# WHAT THE TASK ASKS:
Leave every picture out and write out the records below exactly.

________

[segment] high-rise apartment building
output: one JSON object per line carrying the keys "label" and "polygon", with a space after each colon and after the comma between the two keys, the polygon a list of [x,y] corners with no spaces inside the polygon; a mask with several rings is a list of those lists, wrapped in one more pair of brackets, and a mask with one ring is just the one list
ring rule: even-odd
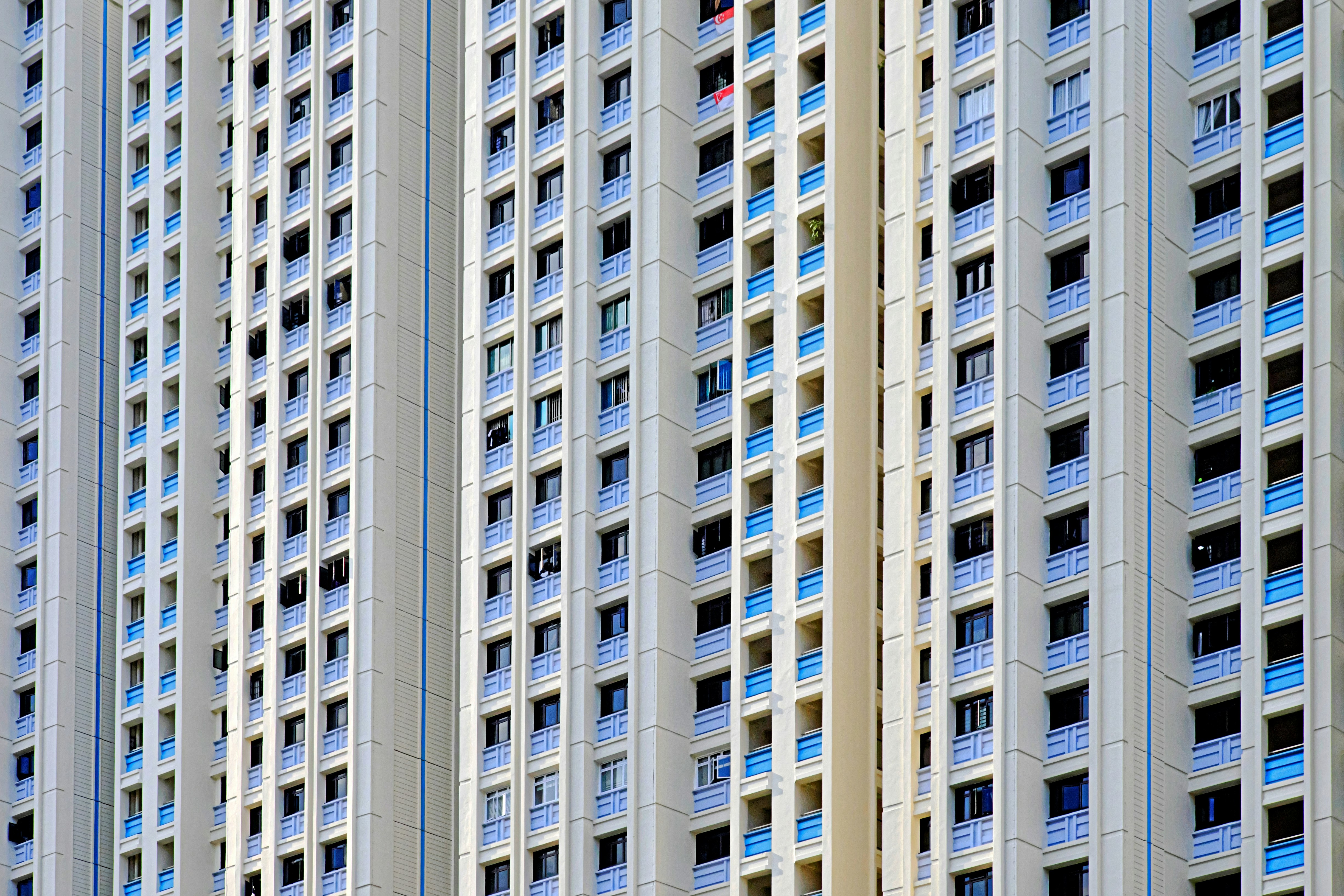
{"label": "high-rise apartment building", "polygon": [[[7,893],[112,885],[120,35],[102,5],[0,13],[0,359],[11,523],[0,676]],[[106,34],[106,42],[103,35]],[[108,74],[112,73],[112,74]]]}
{"label": "high-rise apartment building", "polygon": [[1337,889],[1329,8],[726,5],[465,8],[462,892]]}

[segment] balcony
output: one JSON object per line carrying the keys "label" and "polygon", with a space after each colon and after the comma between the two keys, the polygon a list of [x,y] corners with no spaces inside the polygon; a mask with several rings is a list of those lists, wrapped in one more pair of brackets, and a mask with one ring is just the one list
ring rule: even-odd
{"label": "balcony", "polygon": [[1305,681],[1305,668],[1302,657],[1282,660],[1265,666],[1265,693],[1278,693],[1301,688]]}
{"label": "balcony", "polygon": [[487,747],[481,751],[481,771],[495,771],[496,768],[507,768],[509,762],[512,762],[512,750],[509,748],[509,742],[501,744],[495,744],[493,747]]}
{"label": "balcony", "polygon": [[[695,559],[695,580],[704,582],[715,576],[724,575],[732,567],[732,548],[723,548],[714,553]],[[601,584],[598,586],[601,587]]]}
{"label": "balcony", "polygon": [[969,735],[960,735],[952,739],[952,764],[960,766],[964,762],[984,759],[995,752],[993,728],[973,731]]}
{"label": "balcony", "polygon": [[[1282,420],[1290,420],[1294,416],[1302,415],[1302,387],[1294,386],[1293,388],[1284,390],[1282,392],[1275,392],[1265,399],[1265,426],[1273,426],[1281,423]],[[1266,500],[1267,500],[1266,494]],[[1266,510],[1267,513],[1269,510]]]}
{"label": "balcony", "polygon": [[1082,189],[1046,207],[1046,231],[1055,231],[1075,220],[1082,220],[1091,211],[1091,191]]}
{"label": "balcony", "polygon": [[1242,122],[1234,121],[1200,137],[1195,137],[1191,144],[1195,163],[1212,159],[1219,153],[1242,145]]}
{"label": "balcony", "polygon": [[1087,836],[1087,810],[1071,811],[1046,819],[1046,846],[1058,846]]}
{"label": "balcony", "polygon": [[747,142],[774,133],[774,106],[747,120]]}
{"label": "balcony", "polygon": [[551,801],[532,806],[527,813],[528,830],[542,830],[560,823],[560,803]]}
{"label": "balcony", "polygon": [[544,128],[539,128],[535,134],[532,134],[532,152],[543,153],[547,149],[559,146],[564,140],[564,120],[552,121]]}
{"label": "balcony", "polygon": [[1277,64],[1296,59],[1302,55],[1302,26],[1290,28],[1284,34],[1274,35],[1265,42],[1265,67],[1273,69]]}
{"label": "balcony", "polygon": [[517,0],[504,0],[499,5],[491,7],[485,17],[485,31],[489,34],[504,27],[517,16]]}
{"label": "balcony", "polygon": [[1220,390],[1200,395],[1193,402],[1192,422],[1203,423],[1223,414],[1231,414],[1242,406],[1242,384],[1232,383]]}
{"label": "balcony", "polygon": [[[512,0],[511,0],[512,1]],[[601,55],[607,55],[616,52],[621,47],[630,43],[633,23],[626,20],[616,26],[610,31],[603,31],[599,39],[599,52]]]}
{"label": "balcony", "polygon": [[995,400],[995,377],[985,376],[958,386],[952,392],[952,414],[960,416]]}
{"label": "balcony", "polygon": [[774,290],[774,269],[766,267],[747,277],[747,301]]}
{"label": "balcony", "polygon": [[630,653],[630,635],[618,634],[597,642],[597,665],[605,666],[617,660],[625,660]]}
{"label": "balcony", "polygon": [[974,208],[968,208],[964,212],[953,215],[952,218],[952,238],[953,240],[965,239],[966,236],[973,236],[982,230],[988,230],[995,226],[995,200],[980,203]]}
{"label": "balcony", "polygon": [[597,720],[597,742],[605,743],[613,737],[622,737],[629,731],[630,712],[621,709]]}
{"label": "balcony", "polygon": [[1293,146],[1301,145],[1304,136],[1304,118],[1298,116],[1297,118],[1289,118],[1281,124],[1274,125],[1265,132],[1265,157],[1277,156],[1281,152],[1286,152]]}
{"label": "balcony", "polygon": [[560,575],[552,574],[542,576],[540,579],[532,579],[532,592],[531,600],[532,606],[539,603],[546,603],[547,600],[554,600],[560,596]]}
{"label": "balcony", "polygon": [[774,52],[774,28],[747,40],[747,62],[755,62]]}
{"label": "balcony", "polygon": [[544,302],[548,298],[559,296],[564,289],[564,271],[558,270],[554,274],[547,274],[540,279],[532,282],[532,304]]}
{"label": "balcony", "polygon": [[966,470],[952,480],[952,502],[961,504],[977,494],[988,494],[995,489],[993,463],[985,463],[972,470]]}
{"label": "balcony", "polygon": [[995,27],[989,26],[966,35],[953,44],[952,67],[960,69],[968,62],[974,62],[986,52],[995,51]]}
{"label": "balcony", "polygon": [[1091,38],[1091,16],[1083,13],[1046,32],[1046,55],[1052,56]]}
{"label": "balcony", "polygon": [[798,600],[821,594],[825,588],[825,567],[809,570],[798,576]]}
{"label": "balcony", "polygon": [[610,106],[605,106],[599,113],[599,129],[598,133],[610,130],[620,124],[630,120],[630,109],[633,98],[626,97],[625,99],[617,99]]}
{"label": "balcony", "polygon": [[973,818],[952,826],[952,852],[960,853],[977,846],[988,846],[995,838],[995,819]]}
{"label": "balcony", "polygon": [[598,189],[598,208],[606,208],[630,195],[630,172],[602,184]]}
{"label": "balcony", "polygon": [[1265,219],[1265,247],[1269,249],[1285,239],[1300,236],[1305,227],[1305,206],[1289,208],[1273,218]]}
{"label": "balcony", "polygon": [[1192,857],[1203,858],[1206,856],[1216,856],[1218,853],[1226,853],[1231,849],[1239,849],[1241,845],[1242,822],[1234,821],[1216,827],[1206,827],[1195,832],[1195,849]]}
{"label": "balcony", "polygon": [[726,314],[695,330],[695,351],[703,352],[732,339],[732,314]]}
{"label": "balcony", "polygon": [[1191,771],[1204,771],[1206,768],[1216,768],[1218,766],[1226,766],[1230,762],[1236,762],[1241,758],[1242,758],[1241,733],[1228,735],[1226,737],[1215,737],[1214,740],[1206,740],[1203,743],[1195,744]]}
{"label": "balcony", "polygon": [[544,752],[560,748],[560,727],[551,725],[550,728],[542,728],[540,731],[534,731],[531,737],[531,756],[539,756]]}
{"label": "balcony", "polygon": [[[625,253],[629,253],[629,250],[625,250]],[[708,274],[710,271],[723,267],[730,262],[732,262],[732,240],[724,239],[722,243],[715,243],[714,246],[702,249],[695,254],[695,275],[700,277],[703,274]],[[626,257],[625,270],[629,270],[629,257]]]}
{"label": "balcony", "polygon": [[995,313],[995,287],[972,293],[953,304],[953,329],[966,326]]}
{"label": "balcony", "polygon": [[[952,154],[966,152],[973,149],[986,140],[995,138],[995,113],[976,118],[974,121],[968,121],[960,128],[952,132]],[[921,199],[921,201],[923,201]]]}
{"label": "balcony", "polygon": [[774,590],[769,584],[749,594],[742,603],[743,618],[750,619],[751,617],[758,617],[762,613],[770,613],[773,598]]}
{"label": "balcony", "polygon": [[517,73],[508,73],[485,85],[485,105],[491,106],[505,97],[512,97],[517,87]]}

________

# WRITTEN RESPONSE:
[segment] high-rise apartment building
output: one JSON object per line carrying the keys "label" and "polygon", with a space after each colon and after the comma between the two keys, the polygon a list of [x,y] corners with no spaces inside the polygon; a mask with several rings is a list of those lists, wrapped in one more pair of brackets, and a mask with one ring is just the one list
ring rule: even-odd
{"label": "high-rise apartment building", "polygon": [[[7,893],[112,885],[120,35],[102,5],[0,13],[0,359],[11,523],[0,676]],[[106,34],[106,42],[103,35]],[[108,74],[112,73],[112,74]]]}
{"label": "high-rise apartment building", "polygon": [[1337,889],[1329,8],[726,5],[465,8],[462,892]]}

[segment] balcony
output: one JSON object per line carrying the keys "label" and "polygon", with a space after each colon and after the comma between the two keys, the polygon a list of [x,y] corners with no spaces inside the polygon; a mask with several rings is a list of those lists, wrapped in one more pair of brackets, and a mask with one ring is just the one list
ring rule: even-odd
{"label": "balcony", "polygon": [[1305,681],[1305,668],[1302,657],[1282,660],[1265,666],[1265,693],[1278,693],[1301,688]]}
{"label": "balcony", "polygon": [[487,747],[481,751],[481,771],[495,771],[496,768],[507,768],[509,762],[512,762],[512,750],[509,748],[509,742],[501,744],[495,744],[493,747]]}
{"label": "balcony", "polygon": [[[695,559],[695,580],[704,582],[715,576],[724,575],[732,567],[732,548],[723,548],[714,553]],[[601,584],[598,586],[601,587]]]}
{"label": "balcony", "polygon": [[969,735],[960,735],[952,739],[952,764],[960,766],[964,762],[984,759],[995,752],[993,728],[973,731]]}
{"label": "balcony", "polygon": [[[1282,420],[1290,420],[1294,416],[1302,415],[1302,387],[1294,386],[1293,388],[1284,390],[1282,392],[1275,392],[1265,399],[1265,426],[1273,426],[1281,423]],[[1266,500],[1267,500],[1266,494]],[[1266,510],[1267,513],[1269,510]]]}
{"label": "balcony", "polygon": [[1082,189],[1046,207],[1046,231],[1055,231],[1075,220],[1082,220],[1091,211],[1091,191]]}
{"label": "balcony", "polygon": [[1242,122],[1234,121],[1200,137],[1195,137],[1191,144],[1195,163],[1212,159],[1219,153],[1242,145]]}
{"label": "balcony", "polygon": [[1087,836],[1087,810],[1071,811],[1046,819],[1046,846],[1058,846]]}
{"label": "balcony", "polygon": [[747,142],[774,133],[774,106],[747,120]]}
{"label": "balcony", "polygon": [[551,801],[532,806],[527,813],[528,830],[542,830],[560,823],[560,803]]}
{"label": "balcony", "polygon": [[544,128],[539,128],[535,134],[532,134],[532,152],[543,153],[547,149],[559,146],[564,140],[564,120],[552,121]]}
{"label": "balcony", "polygon": [[1277,64],[1296,59],[1302,55],[1302,26],[1290,28],[1284,34],[1274,35],[1265,42],[1265,67],[1273,69]]}
{"label": "balcony", "polygon": [[517,0],[504,0],[499,5],[491,7],[485,17],[485,31],[489,34],[504,27],[517,16]]}
{"label": "balcony", "polygon": [[1220,390],[1200,395],[1193,402],[1192,422],[1203,423],[1223,414],[1231,414],[1242,406],[1242,384],[1232,383]]}
{"label": "balcony", "polygon": [[[512,0],[511,0],[512,1]],[[601,55],[607,55],[616,52],[621,47],[630,43],[633,23],[626,20],[616,26],[610,31],[603,31],[599,39],[599,52]]]}
{"label": "balcony", "polygon": [[995,400],[995,377],[985,376],[958,386],[952,392],[952,414],[960,416]]}
{"label": "balcony", "polygon": [[774,290],[774,269],[766,267],[747,277],[747,301]]}
{"label": "balcony", "polygon": [[630,653],[630,635],[618,634],[597,642],[597,665],[605,666],[617,660],[625,660]]}
{"label": "balcony", "polygon": [[974,208],[968,208],[964,212],[953,215],[952,218],[952,238],[953,240],[965,239],[966,236],[973,236],[982,230],[988,230],[995,226],[995,200],[980,203]]}
{"label": "balcony", "polygon": [[597,720],[597,742],[605,743],[613,737],[622,737],[629,731],[630,712],[621,709]]}
{"label": "balcony", "polygon": [[1293,146],[1301,145],[1304,136],[1304,118],[1298,116],[1297,118],[1289,118],[1281,124],[1274,125],[1265,132],[1265,157],[1277,156],[1281,152],[1286,152]]}
{"label": "balcony", "polygon": [[560,575],[552,574],[542,576],[540,579],[532,579],[532,592],[531,600],[532,606],[539,603],[546,603],[547,600],[554,600],[560,596]]}
{"label": "balcony", "polygon": [[774,52],[774,28],[747,40],[747,62],[755,62]]}
{"label": "balcony", "polygon": [[544,302],[548,298],[559,296],[564,289],[564,271],[558,270],[554,274],[547,274],[540,279],[532,282],[532,304]]}
{"label": "balcony", "polygon": [[966,470],[952,480],[952,502],[961,504],[977,494],[988,494],[995,489],[993,463],[985,463],[972,470]]}
{"label": "balcony", "polygon": [[995,27],[989,26],[966,35],[953,44],[952,67],[960,69],[968,62],[974,62],[986,52],[995,51]]}
{"label": "balcony", "polygon": [[1091,38],[1091,16],[1083,13],[1046,32],[1046,55],[1052,56]]}
{"label": "balcony", "polygon": [[798,600],[821,594],[825,588],[825,567],[809,570],[798,576]]}
{"label": "balcony", "polygon": [[610,106],[605,106],[599,113],[599,129],[598,133],[610,130],[620,124],[630,120],[630,109],[633,98],[626,97],[625,99],[617,99]]}
{"label": "balcony", "polygon": [[973,818],[952,826],[952,852],[960,853],[977,846],[988,846],[995,838],[995,819]]}
{"label": "balcony", "polygon": [[598,189],[598,208],[606,208],[630,195],[630,172],[602,184]]}
{"label": "balcony", "polygon": [[1265,219],[1265,247],[1269,249],[1285,239],[1300,236],[1305,227],[1305,206],[1289,208],[1273,218]]}
{"label": "balcony", "polygon": [[1192,857],[1203,858],[1206,856],[1216,856],[1218,853],[1226,853],[1231,849],[1239,849],[1241,845],[1242,822],[1234,821],[1216,827],[1206,827],[1195,832],[1195,849]]}
{"label": "balcony", "polygon": [[726,314],[695,330],[695,351],[703,352],[732,339],[732,314]]}
{"label": "balcony", "polygon": [[1191,771],[1204,771],[1206,768],[1216,768],[1218,766],[1226,766],[1230,762],[1236,762],[1241,758],[1242,758],[1241,733],[1228,735],[1226,737],[1215,737],[1214,740],[1206,740],[1203,743],[1195,744]]}
{"label": "balcony", "polygon": [[544,752],[560,748],[560,727],[551,725],[550,728],[542,728],[540,731],[534,731],[531,737],[531,756],[539,756]]}
{"label": "balcony", "polygon": [[[625,253],[629,253],[629,250],[625,250]],[[708,274],[710,271],[723,267],[730,262],[732,262],[732,240],[724,239],[722,243],[715,243],[714,246],[702,249],[695,254],[695,275],[700,277],[703,274]],[[626,257],[625,270],[629,270],[629,257]]]}
{"label": "balcony", "polygon": [[995,313],[995,287],[972,293],[953,304],[953,329],[966,326]]}
{"label": "balcony", "polygon": [[[952,154],[966,152],[973,149],[986,140],[995,138],[995,113],[976,118],[974,121],[968,121],[960,128],[952,132]],[[921,199],[921,201],[923,201]]]}
{"label": "balcony", "polygon": [[774,590],[769,584],[749,594],[742,603],[743,618],[750,619],[751,617],[758,617],[762,613],[770,613],[773,598]]}
{"label": "balcony", "polygon": [[517,73],[508,73],[485,85],[485,105],[491,106],[505,97],[512,97],[517,87]]}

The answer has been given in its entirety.